Dataset records.
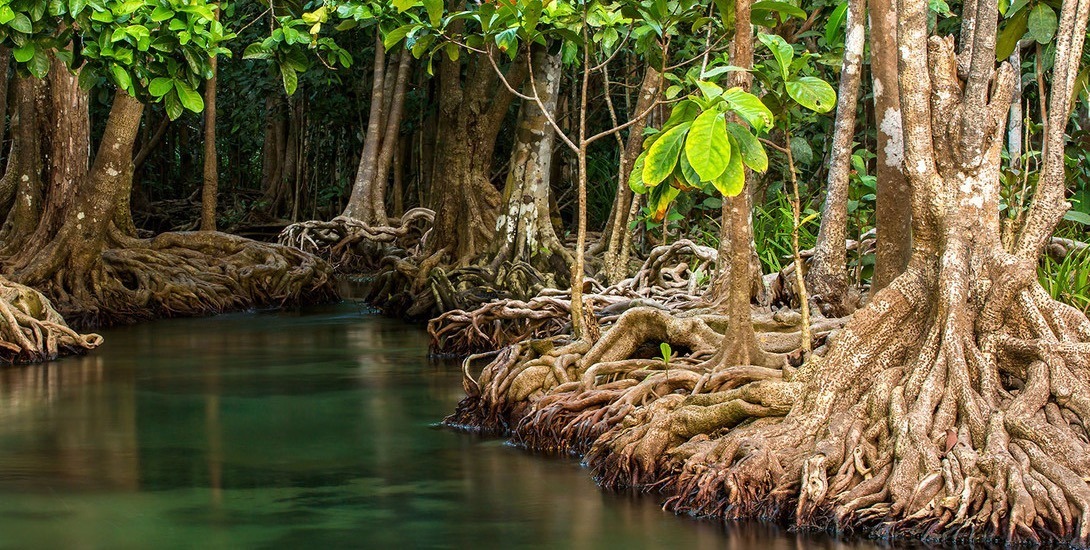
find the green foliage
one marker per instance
(156, 50)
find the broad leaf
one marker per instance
(707, 147)
(733, 180)
(780, 50)
(751, 150)
(751, 109)
(812, 93)
(1042, 23)
(663, 155)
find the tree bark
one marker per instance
(894, 245)
(523, 229)
(210, 187)
(827, 278)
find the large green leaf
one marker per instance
(707, 147)
(812, 93)
(780, 50)
(1042, 23)
(1007, 39)
(751, 150)
(663, 155)
(749, 107)
(733, 180)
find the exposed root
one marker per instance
(31, 330)
(182, 275)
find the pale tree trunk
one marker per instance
(523, 228)
(953, 405)
(210, 187)
(617, 231)
(894, 244)
(827, 278)
(360, 204)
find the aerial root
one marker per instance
(31, 330)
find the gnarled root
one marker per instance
(354, 245)
(181, 275)
(31, 330)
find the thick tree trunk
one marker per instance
(470, 119)
(827, 278)
(894, 245)
(524, 229)
(210, 186)
(360, 204)
(95, 271)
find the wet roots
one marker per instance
(973, 429)
(183, 275)
(354, 245)
(673, 277)
(31, 330)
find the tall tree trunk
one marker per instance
(361, 203)
(210, 187)
(523, 229)
(827, 279)
(617, 230)
(894, 245)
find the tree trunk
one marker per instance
(894, 245)
(95, 271)
(827, 278)
(361, 203)
(210, 187)
(523, 229)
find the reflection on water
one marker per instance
(282, 430)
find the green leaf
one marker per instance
(174, 108)
(812, 93)
(24, 52)
(160, 86)
(190, 98)
(1077, 217)
(751, 109)
(121, 77)
(733, 180)
(707, 147)
(782, 8)
(1042, 23)
(434, 11)
(636, 179)
(663, 155)
(751, 150)
(710, 89)
(256, 51)
(834, 27)
(1007, 39)
(22, 23)
(290, 78)
(780, 50)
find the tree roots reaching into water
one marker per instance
(31, 330)
(917, 419)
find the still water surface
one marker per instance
(293, 430)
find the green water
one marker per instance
(287, 430)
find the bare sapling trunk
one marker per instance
(827, 277)
(210, 186)
(894, 244)
(523, 229)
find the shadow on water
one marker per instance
(288, 429)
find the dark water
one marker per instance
(286, 430)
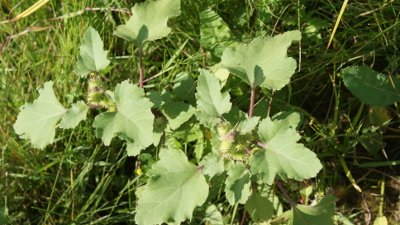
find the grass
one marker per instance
(78, 180)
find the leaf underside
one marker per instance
(133, 120)
(371, 87)
(263, 62)
(37, 121)
(149, 21)
(175, 188)
(281, 154)
(92, 57)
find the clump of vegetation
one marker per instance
(200, 112)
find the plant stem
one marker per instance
(252, 97)
(285, 193)
(234, 213)
(141, 75)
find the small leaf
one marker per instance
(210, 101)
(322, 213)
(215, 34)
(37, 121)
(381, 220)
(213, 216)
(281, 154)
(264, 61)
(92, 56)
(149, 21)
(259, 208)
(370, 87)
(175, 188)
(74, 115)
(237, 185)
(133, 120)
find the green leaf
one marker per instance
(370, 87)
(259, 208)
(215, 34)
(248, 125)
(149, 21)
(211, 103)
(213, 164)
(381, 220)
(74, 115)
(237, 185)
(281, 154)
(175, 188)
(177, 113)
(213, 216)
(92, 56)
(322, 213)
(133, 120)
(264, 61)
(37, 121)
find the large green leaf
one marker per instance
(370, 87)
(211, 103)
(177, 113)
(281, 154)
(264, 61)
(92, 56)
(174, 189)
(74, 115)
(260, 208)
(149, 21)
(237, 185)
(37, 121)
(322, 213)
(133, 120)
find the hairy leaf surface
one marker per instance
(74, 115)
(177, 113)
(133, 120)
(149, 21)
(264, 61)
(322, 213)
(211, 103)
(371, 87)
(237, 185)
(281, 154)
(37, 121)
(260, 208)
(175, 188)
(92, 57)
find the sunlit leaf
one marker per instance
(133, 120)
(149, 21)
(92, 57)
(264, 61)
(281, 154)
(175, 188)
(322, 213)
(74, 115)
(259, 208)
(37, 121)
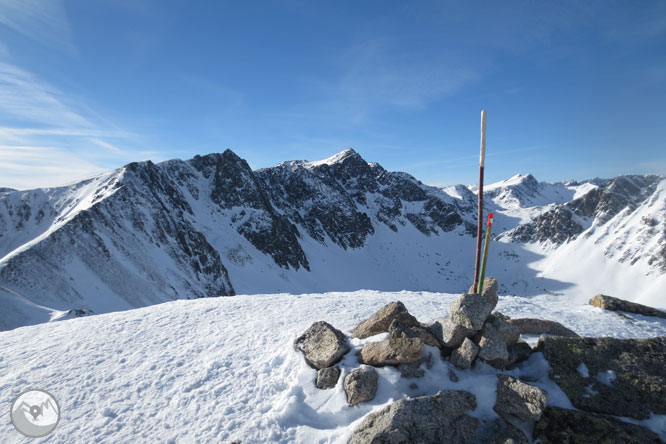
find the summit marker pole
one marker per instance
(479, 230)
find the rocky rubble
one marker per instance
(624, 378)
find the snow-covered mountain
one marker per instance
(210, 226)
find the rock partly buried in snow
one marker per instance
(463, 357)
(470, 310)
(423, 420)
(380, 321)
(518, 399)
(322, 345)
(361, 385)
(518, 352)
(506, 331)
(493, 349)
(489, 292)
(449, 334)
(327, 378)
(392, 351)
(398, 329)
(615, 304)
(576, 427)
(531, 326)
(621, 377)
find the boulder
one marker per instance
(506, 331)
(531, 326)
(615, 304)
(392, 351)
(637, 366)
(361, 385)
(463, 357)
(380, 321)
(518, 352)
(576, 427)
(489, 292)
(515, 398)
(398, 329)
(327, 377)
(449, 334)
(493, 349)
(322, 345)
(470, 310)
(423, 420)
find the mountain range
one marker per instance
(211, 226)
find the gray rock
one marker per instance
(500, 432)
(508, 332)
(470, 311)
(361, 385)
(463, 357)
(518, 399)
(423, 420)
(400, 329)
(327, 377)
(322, 345)
(449, 334)
(380, 321)
(542, 326)
(493, 349)
(412, 370)
(489, 292)
(638, 367)
(616, 304)
(518, 352)
(392, 351)
(576, 427)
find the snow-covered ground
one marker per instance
(223, 369)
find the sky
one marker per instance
(573, 90)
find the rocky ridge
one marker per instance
(628, 383)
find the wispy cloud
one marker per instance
(43, 21)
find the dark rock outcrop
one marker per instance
(424, 420)
(558, 426)
(615, 304)
(322, 345)
(623, 377)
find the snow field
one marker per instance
(223, 369)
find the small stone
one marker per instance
(449, 334)
(531, 326)
(470, 310)
(508, 332)
(322, 345)
(380, 321)
(327, 378)
(518, 352)
(493, 350)
(361, 385)
(400, 329)
(616, 304)
(518, 399)
(489, 292)
(423, 420)
(392, 351)
(463, 357)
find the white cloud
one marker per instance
(43, 21)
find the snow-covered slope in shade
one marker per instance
(223, 369)
(210, 226)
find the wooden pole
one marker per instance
(479, 230)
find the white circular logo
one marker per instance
(35, 413)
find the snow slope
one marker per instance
(223, 369)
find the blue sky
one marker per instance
(573, 89)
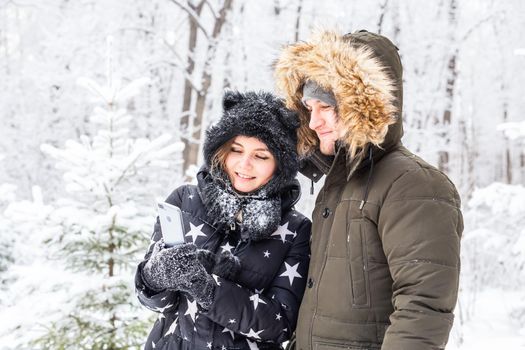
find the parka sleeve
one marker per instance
(163, 301)
(270, 316)
(420, 225)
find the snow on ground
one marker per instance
(491, 326)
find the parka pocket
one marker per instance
(358, 260)
(321, 345)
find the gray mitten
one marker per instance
(178, 268)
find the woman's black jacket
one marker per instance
(256, 310)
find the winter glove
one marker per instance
(178, 268)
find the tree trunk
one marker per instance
(197, 123)
(444, 156)
(298, 20)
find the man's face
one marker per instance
(323, 120)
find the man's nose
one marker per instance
(315, 119)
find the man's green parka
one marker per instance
(385, 250)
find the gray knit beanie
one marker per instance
(311, 90)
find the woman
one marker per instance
(238, 280)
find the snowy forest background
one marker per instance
(103, 107)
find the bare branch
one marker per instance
(188, 77)
(214, 13)
(194, 16)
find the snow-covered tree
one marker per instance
(6, 237)
(96, 235)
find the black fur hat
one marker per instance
(264, 116)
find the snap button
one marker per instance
(310, 283)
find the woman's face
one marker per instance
(249, 164)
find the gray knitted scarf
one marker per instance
(257, 214)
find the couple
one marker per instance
(384, 263)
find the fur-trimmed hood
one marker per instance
(364, 72)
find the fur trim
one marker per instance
(362, 87)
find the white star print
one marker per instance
(291, 272)
(253, 334)
(256, 300)
(227, 247)
(195, 232)
(283, 231)
(192, 310)
(171, 330)
(252, 344)
(226, 330)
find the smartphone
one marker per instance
(171, 223)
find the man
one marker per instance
(386, 226)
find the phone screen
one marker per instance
(171, 223)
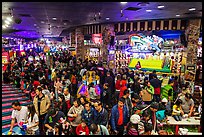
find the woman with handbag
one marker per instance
(74, 114)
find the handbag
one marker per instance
(71, 118)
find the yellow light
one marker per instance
(9, 18)
(7, 22)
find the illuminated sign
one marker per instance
(142, 42)
(97, 38)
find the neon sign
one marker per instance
(142, 42)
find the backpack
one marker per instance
(101, 130)
(160, 115)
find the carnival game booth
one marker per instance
(90, 77)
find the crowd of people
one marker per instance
(122, 108)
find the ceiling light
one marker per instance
(107, 18)
(192, 9)
(4, 26)
(160, 7)
(54, 18)
(148, 10)
(9, 18)
(7, 22)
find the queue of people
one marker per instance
(119, 109)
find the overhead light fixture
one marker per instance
(160, 6)
(192, 9)
(107, 18)
(54, 18)
(4, 27)
(9, 18)
(7, 22)
(148, 10)
(121, 13)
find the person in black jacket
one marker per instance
(100, 114)
(62, 104)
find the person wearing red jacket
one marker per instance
(82, 129)
(123, 84)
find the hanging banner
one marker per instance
(97, 38)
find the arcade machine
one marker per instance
(87, 79)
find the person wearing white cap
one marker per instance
(132, 126)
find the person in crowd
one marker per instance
(91, 90)
(167, 91)
(62, 105)
(137, 86)
(32, 121)
(96, 129)
(132, 126)
(46, 91)
(52, 117)
(148, 129)
(68, 98)
(128, 102)
(42, 104)
(100, 114)
(74, 83)
(87, 113)
(106, 96)
(82, 100)
(19, 114)
(145, 119)
(74, 113)
(177, 111)
(117, 86)
(82, 129)
(152, 110)
(119, 117)
(151, 74)
(156, 83)
(187, 104)
(123, 84)
(150, 89)
(58, 85)
(136, 103)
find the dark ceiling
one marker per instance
(37, 17)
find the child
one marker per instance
(177, 111)
(147, 129)
(82, 129)
(33, 121)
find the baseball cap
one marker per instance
(135, 119)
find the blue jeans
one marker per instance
(37, 132)
(177, 118)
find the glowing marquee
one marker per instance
(141, 42)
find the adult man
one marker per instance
(20, 113)
(100, 114)
(128, 102)
(187, 104)
(87, 113)
(96, 129)
(156, 83)
(119, 117)
(42, 104)
(52, 118)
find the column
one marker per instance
(192, 34)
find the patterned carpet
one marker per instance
(10, 94)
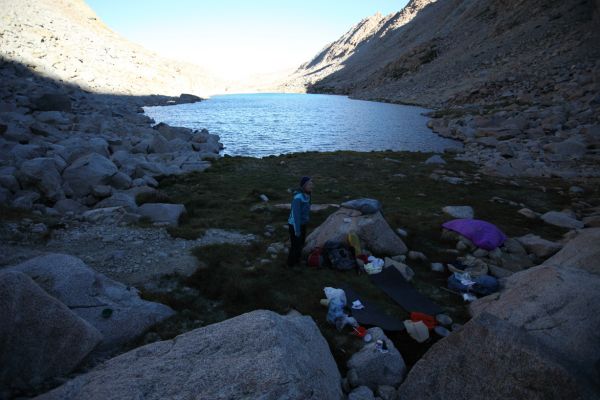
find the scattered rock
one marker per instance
(461, 212)
(221, 236)
(501, 360)
(259, 354)
(561, 219)
(437, 267)
(542, 248)
(87, 172)
(372, 368)
(162, 213)
(88, 294)
(417, 256)
(435, 159)
(40, 337)
(582, 252)
(361, 393)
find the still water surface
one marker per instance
(259, 125)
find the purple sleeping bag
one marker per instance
(483, 234)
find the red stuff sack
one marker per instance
(315, 258)
(427, 319)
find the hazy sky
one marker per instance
(235, 38)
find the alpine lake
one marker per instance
(260, 160)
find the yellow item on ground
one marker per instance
(354, 242)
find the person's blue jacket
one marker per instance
(300, 211)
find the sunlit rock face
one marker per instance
(65, 40)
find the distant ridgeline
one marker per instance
(65, 40)
(433, 50)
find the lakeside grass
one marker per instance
(239, 279)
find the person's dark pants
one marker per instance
(297, 245)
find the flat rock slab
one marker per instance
(561, 219)
(492, 359)
(116, 310)
(372, 368)
(374, 232)
(539, 246)
(40, 337)
(255, 355)
(559, 307)
(220, 236)
(163, 213)
(461, 212)
(583, 252)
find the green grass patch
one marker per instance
(227, 196)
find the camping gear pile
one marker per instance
(347, 308)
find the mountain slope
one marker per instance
(65, 40)
(432, 50)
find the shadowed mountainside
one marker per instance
(65, 40)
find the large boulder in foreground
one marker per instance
(372, 368)
(537, 339)
(489, 358)
(88, 171)
(116, 310)
(582, 252)
(40, 337)
(374, 232)
(255, 355)
(559, 307)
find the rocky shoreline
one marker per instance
(68, 151)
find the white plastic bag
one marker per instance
(333, 293)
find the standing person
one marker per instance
(299, 216)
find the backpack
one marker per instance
(340, 256)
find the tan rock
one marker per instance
(373, 231)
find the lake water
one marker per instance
(259, 125)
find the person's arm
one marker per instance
(297, 214)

ABOUT THIS TASK. Pull out all lines from the entries above in which the word "roots" appears.

ANSWER SECTION.
find the wet roots
find the tree roots reaching into water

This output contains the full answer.